(Records)
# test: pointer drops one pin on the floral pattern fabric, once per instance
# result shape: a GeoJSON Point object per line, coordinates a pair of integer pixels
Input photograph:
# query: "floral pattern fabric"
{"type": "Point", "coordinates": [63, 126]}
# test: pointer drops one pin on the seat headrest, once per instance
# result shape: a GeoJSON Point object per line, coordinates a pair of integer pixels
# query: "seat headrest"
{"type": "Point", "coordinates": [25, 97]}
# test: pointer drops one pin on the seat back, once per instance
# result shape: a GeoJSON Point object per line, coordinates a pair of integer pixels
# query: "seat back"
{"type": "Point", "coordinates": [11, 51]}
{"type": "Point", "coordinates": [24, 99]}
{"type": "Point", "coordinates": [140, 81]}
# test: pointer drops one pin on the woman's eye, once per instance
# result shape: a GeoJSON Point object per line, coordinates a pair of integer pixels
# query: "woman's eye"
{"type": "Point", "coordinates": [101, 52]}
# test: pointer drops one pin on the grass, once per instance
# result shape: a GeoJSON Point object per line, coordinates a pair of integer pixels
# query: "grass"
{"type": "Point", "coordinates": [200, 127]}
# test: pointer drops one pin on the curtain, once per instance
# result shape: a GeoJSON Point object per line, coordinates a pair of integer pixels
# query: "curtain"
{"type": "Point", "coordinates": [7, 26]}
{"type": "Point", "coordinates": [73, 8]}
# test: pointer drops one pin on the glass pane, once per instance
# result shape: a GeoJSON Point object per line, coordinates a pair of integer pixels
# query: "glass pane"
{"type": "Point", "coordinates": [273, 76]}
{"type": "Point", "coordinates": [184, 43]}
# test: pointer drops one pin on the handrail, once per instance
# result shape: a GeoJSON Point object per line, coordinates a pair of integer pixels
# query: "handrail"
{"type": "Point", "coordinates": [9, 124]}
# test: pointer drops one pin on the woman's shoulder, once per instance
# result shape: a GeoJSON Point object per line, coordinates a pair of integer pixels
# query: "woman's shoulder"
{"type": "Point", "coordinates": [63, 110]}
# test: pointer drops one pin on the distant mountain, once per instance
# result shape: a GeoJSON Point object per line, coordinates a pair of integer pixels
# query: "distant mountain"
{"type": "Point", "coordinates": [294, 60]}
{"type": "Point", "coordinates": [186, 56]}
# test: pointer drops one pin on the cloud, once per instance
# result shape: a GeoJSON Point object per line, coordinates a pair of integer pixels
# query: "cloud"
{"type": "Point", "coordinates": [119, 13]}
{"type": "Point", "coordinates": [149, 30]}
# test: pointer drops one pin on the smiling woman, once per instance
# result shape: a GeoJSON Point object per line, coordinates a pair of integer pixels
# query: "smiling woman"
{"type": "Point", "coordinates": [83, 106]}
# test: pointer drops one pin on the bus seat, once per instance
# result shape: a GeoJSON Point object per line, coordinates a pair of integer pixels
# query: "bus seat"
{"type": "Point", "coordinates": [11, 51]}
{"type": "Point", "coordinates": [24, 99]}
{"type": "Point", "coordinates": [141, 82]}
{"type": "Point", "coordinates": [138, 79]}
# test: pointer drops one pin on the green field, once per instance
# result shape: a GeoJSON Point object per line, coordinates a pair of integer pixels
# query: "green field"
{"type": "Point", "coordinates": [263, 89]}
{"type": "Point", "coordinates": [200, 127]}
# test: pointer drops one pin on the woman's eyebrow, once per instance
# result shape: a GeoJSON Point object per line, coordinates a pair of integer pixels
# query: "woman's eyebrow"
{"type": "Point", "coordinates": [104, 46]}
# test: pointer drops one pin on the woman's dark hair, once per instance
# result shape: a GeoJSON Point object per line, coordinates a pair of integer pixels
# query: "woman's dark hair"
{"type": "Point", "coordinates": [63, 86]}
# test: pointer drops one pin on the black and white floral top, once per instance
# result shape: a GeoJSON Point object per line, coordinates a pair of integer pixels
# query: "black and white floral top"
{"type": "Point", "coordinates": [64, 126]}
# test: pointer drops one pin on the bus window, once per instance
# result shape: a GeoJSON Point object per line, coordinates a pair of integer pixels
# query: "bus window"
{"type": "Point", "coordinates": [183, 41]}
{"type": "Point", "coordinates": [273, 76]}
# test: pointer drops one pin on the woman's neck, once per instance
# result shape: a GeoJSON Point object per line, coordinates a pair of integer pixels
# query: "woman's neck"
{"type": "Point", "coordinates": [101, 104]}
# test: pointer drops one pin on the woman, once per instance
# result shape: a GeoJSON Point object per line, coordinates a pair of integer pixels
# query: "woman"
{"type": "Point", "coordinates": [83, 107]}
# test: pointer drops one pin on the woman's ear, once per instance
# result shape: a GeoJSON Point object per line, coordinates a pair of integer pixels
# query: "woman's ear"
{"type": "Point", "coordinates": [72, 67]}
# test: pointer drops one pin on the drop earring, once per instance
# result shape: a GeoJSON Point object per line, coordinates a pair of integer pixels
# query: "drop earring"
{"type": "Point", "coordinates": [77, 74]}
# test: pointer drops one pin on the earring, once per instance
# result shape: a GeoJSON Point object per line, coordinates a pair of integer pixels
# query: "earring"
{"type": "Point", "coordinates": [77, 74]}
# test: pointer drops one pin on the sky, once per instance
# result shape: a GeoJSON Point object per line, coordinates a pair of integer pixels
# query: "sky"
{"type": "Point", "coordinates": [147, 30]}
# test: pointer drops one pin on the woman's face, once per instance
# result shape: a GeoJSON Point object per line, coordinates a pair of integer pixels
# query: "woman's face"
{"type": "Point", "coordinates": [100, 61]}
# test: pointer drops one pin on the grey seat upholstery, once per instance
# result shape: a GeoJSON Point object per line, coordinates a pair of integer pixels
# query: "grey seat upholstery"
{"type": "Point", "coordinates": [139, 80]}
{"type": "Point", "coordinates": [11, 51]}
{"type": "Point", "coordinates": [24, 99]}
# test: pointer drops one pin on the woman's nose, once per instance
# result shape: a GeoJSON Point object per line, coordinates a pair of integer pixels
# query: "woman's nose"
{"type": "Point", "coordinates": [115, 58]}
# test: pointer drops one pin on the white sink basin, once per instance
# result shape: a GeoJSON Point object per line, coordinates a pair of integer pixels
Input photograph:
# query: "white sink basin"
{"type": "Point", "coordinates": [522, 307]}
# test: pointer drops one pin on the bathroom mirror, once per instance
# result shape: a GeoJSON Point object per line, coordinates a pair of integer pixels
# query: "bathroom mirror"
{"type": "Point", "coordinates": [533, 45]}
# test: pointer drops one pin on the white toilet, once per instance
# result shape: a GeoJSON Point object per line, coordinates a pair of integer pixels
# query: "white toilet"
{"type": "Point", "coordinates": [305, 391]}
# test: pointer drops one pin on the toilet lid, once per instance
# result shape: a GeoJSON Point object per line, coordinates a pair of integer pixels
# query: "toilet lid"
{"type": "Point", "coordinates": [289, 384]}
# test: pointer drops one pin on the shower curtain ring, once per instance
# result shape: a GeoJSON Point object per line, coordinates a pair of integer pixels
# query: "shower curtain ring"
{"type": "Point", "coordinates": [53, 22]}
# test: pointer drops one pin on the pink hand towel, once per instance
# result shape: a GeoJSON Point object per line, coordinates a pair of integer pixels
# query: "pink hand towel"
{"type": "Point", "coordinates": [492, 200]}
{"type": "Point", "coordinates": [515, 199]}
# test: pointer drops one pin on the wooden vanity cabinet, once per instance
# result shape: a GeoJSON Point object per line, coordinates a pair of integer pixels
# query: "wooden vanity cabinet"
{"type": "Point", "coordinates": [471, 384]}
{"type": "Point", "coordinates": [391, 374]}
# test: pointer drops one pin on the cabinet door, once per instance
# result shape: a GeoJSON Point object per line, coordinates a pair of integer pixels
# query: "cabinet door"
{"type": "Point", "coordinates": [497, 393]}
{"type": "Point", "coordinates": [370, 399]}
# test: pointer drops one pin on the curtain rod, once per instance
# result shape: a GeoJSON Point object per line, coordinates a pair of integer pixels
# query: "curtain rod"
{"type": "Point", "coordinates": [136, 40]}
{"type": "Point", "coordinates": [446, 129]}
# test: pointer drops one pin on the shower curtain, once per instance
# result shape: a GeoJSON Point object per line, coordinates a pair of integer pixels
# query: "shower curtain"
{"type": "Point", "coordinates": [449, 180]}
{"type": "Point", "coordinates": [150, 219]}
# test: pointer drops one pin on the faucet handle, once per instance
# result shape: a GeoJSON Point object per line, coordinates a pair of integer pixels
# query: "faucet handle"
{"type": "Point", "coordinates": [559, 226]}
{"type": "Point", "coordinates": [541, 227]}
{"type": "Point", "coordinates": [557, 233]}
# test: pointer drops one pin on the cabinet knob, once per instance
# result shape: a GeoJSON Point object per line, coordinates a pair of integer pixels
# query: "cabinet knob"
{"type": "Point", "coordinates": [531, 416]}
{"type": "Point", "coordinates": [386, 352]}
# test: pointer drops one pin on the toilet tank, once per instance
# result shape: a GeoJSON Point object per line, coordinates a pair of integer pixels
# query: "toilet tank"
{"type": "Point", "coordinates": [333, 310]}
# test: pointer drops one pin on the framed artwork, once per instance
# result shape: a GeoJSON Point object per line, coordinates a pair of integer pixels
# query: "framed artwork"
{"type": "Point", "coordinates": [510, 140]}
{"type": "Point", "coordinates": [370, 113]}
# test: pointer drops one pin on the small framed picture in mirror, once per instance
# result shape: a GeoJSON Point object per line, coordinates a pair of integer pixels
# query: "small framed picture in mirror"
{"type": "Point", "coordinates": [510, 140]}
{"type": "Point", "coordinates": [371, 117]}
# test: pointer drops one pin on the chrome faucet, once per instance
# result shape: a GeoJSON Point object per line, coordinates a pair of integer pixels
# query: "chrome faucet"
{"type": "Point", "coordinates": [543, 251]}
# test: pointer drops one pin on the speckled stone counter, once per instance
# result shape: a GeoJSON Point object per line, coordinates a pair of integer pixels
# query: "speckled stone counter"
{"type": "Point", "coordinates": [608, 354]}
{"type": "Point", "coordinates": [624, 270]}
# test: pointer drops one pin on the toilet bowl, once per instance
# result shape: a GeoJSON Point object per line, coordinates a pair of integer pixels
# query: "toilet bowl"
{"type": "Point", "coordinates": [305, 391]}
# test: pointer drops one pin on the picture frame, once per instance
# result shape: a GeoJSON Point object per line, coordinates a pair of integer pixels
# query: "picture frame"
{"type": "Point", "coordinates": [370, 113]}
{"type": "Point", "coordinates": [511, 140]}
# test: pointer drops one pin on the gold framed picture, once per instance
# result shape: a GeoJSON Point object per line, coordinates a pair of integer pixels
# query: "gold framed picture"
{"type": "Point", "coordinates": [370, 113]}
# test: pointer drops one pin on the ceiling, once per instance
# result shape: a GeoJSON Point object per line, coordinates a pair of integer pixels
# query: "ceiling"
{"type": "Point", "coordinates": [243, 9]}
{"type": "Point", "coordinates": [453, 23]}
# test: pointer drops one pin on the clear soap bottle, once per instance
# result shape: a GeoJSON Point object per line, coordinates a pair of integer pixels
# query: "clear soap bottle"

SET TASK:
Reproduce only the lines between the line containing "# test: pointer drops one pin on the picture" and the last line of the records, those two lines included, exactly.

EXERCISE RESULT:
# test: pointer drops one pin on the picture frame, once per instance
# result shape: a GeoJSON Point object per line, coordinates a pair of integer pixels
# query: "picture frame"
{"type": "Point", "coordinates": [370, 113]}
{"type": "Point", "coordinates": [511, 140]}
# test: pointer drops one pin on the gold framed picture, once per instance
# result shape: a GeoJSON Point object per line, coordinates a pair of integer pixels
# query: "gold framed picture"
{"type": "Point", "coordinates": [370, 113]}
# test: pointer drops one pin on the ceiling, once per instance
# result shape: a GeoJSON Point object per line, coordinates a pair of integer pixels
# query: "ceiling"
{"type": "Point", "coordinates": [243, 9]}
{"type": "Point", "coordinates": [453, 23]}
# test: pointer drops one pin on the clear soap bottle, once per instance
# result shape: a GeoJSON Point object per line, coordinates a pair of integer pixels
# query: "clear soap bottle"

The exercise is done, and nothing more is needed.